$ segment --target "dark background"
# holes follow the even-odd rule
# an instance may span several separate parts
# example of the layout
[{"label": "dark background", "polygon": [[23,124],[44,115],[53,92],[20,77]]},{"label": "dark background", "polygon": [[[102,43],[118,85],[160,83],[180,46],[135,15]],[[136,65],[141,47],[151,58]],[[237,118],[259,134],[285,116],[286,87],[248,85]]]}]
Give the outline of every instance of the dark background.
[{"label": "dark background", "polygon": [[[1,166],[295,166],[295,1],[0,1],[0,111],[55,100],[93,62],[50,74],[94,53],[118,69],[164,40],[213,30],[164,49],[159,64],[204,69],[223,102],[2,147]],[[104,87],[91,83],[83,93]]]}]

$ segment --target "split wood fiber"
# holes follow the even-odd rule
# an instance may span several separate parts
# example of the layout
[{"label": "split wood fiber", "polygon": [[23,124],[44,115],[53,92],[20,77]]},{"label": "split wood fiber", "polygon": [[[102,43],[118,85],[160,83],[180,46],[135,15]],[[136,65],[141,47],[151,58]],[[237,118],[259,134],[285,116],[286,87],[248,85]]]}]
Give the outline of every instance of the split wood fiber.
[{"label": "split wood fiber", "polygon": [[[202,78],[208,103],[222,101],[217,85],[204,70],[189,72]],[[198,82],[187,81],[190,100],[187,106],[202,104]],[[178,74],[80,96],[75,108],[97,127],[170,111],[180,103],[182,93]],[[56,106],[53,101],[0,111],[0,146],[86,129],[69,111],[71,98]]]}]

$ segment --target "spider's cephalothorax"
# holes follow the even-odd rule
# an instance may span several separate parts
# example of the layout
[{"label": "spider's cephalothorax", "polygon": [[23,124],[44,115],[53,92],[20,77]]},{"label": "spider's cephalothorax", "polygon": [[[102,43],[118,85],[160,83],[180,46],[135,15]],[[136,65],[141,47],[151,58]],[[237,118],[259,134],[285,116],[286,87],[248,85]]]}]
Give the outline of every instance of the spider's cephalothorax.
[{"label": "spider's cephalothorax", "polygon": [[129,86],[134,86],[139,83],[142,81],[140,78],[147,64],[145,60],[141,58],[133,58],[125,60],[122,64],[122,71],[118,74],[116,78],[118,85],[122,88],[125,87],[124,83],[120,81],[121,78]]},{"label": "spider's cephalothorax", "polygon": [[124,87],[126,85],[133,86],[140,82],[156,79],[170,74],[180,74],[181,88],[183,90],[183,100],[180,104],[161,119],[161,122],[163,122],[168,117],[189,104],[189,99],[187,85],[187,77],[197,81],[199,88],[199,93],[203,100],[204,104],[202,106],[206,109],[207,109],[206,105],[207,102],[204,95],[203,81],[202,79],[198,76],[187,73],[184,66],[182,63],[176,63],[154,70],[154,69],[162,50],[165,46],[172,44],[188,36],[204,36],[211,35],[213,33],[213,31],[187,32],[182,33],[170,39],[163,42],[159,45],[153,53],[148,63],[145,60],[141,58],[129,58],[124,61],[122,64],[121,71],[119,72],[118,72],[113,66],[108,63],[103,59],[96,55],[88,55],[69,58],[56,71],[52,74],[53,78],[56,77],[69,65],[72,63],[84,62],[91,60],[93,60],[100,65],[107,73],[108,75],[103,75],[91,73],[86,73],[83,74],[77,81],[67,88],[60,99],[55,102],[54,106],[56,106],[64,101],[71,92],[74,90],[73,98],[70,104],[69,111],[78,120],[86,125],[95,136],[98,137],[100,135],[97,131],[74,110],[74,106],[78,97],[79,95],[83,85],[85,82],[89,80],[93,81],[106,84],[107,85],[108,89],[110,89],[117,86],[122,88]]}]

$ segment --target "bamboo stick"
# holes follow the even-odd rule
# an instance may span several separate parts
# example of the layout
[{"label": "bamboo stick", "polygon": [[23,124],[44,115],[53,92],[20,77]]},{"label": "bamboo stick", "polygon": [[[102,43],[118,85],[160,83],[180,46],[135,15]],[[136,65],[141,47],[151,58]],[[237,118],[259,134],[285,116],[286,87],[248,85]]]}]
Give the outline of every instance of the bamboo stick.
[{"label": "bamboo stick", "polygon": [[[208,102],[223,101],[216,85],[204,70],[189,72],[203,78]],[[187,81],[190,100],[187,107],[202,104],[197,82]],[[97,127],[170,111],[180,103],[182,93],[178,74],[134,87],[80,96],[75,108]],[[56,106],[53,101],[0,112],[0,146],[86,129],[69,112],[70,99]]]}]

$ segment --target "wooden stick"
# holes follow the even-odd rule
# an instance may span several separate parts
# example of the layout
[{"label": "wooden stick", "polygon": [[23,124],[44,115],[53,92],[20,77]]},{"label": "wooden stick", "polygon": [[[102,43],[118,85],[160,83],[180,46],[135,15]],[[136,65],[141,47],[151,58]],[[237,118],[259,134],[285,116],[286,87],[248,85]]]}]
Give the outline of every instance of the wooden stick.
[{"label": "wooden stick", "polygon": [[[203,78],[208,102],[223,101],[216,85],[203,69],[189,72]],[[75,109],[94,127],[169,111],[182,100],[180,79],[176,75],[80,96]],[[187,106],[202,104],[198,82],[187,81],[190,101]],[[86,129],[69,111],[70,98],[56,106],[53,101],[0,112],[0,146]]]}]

+---+

Given exercise:
Starting at the first line of the material and going through the line that contains "Give the outline of every instance of the dark", reproduce those lines with "separate" swapped for "distinct" and nothing else altered.

Result of the exercise:
$ segment --target "dark background"
# holes follow the even-odd rule
# an instance may span several distinct parts
# example of the layout
[{"label": "dark background", "polygon": [[23,124],[44,115],[53,92],[20,77]]},{"label": "dark background", "polygon": [[[102,43],[118,85],[160,83],[180,46],[135,15]],[[136,65],[141,47],[151,58]],[[237,118],[259,134],[285,116],[286,87],[248,85]]]}]
Give the outline of every instance of the dark background.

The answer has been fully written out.